◆ DOCUMENT EXTRACT
NOTE: As Nora reminisces about writing workshops last summer, the Wordstock Festival offers tons this weekend -- including a reading and a workshop by Steve Almond. 2GQ writer/editor/bookmakers Nora, Tif, and Clare will be at the PLAZM booth at the festival, booth #1130, Sat & Sun (PLAZM distributes 2GQ and our new book, A Compendium of Miniatures -- signed copies will be available). Also check out Tif, Jon Raymond, & Lidia Yuknavitch reading at 5 pm Sunday at the McMenamins Stage.

Ah, the halcyon days of summer when you can enjoy riding your bike with your face into the wind, two consecutive hours without rain and the Tin House lecture series, which never fails to amaze me with its stellar lineup despite the fact that it only costs fifteen bucks each.  What some of these folks would cost to see at the Schnitz I don’t like to think about.  I believe Steve Almond was in the fifty-dollar range last time he read there.  And there I was, front and center in the Reed College amphitheatre, listening to him crack wise about writing sex scenes. ... (Keep reading for Nora's report on the series.)

◆ WRITTEN REQUEST 1
Answer these from the Wordstock note:
(a) What is the booth number of the PLAZM booth at the festival?
(b) How much does each Tin House lecture cost?
(c) At what time and on what stage do Tif, Jon Raymond, and Lidia Yuknavitch read?
◆ WRITTEN REQUEST 2
Reproduce the stretch of the Wordstock note from "NOTE: As Nora" through "the McMenamins Stage.", word for word.

◆ RECORDED INFORMATION
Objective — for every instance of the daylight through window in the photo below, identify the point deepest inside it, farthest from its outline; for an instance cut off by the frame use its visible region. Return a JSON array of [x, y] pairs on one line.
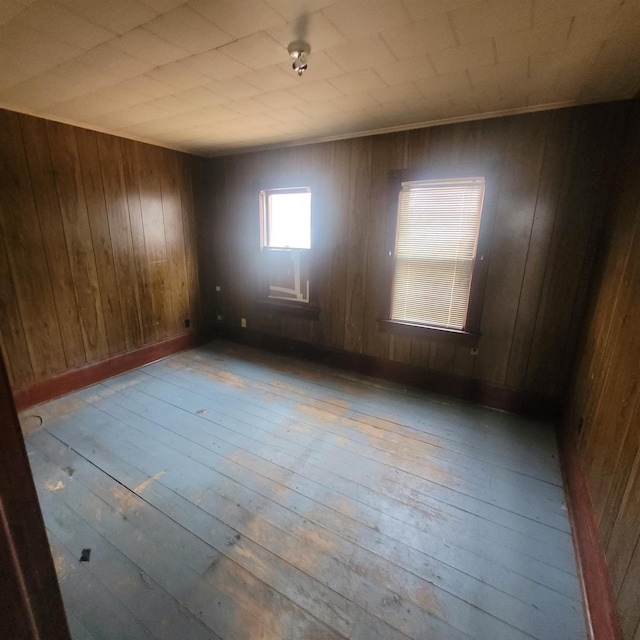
[[288, 218], [436, 238]]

◆ COMPLETE ANSWER 1
(a) #1130
(b) Fifteen bucks
(c) 5 pm Sunday, at the McMenamins Stage

◆ COMPLETE ANSWER 2
NOTE: As Nora reminisces about writing workshops last summer, the Wordstock Festival offers tons this weekend -- including a reading and a workshop by Steve Almond. 2GQ writer/editor/bookmakers Nora, Tif, and Clare will be at the PLAZM booth at the festival, booth #1130, Sat & Sun (PLAZM distributes 2GQ and our new book, A Compendium of Miniatures -- signed copies will be available). Also check out Tif, Jon Raymond, & Lidia Yuknavitch reading at 5 pm Sunday at the McMenamins Stage.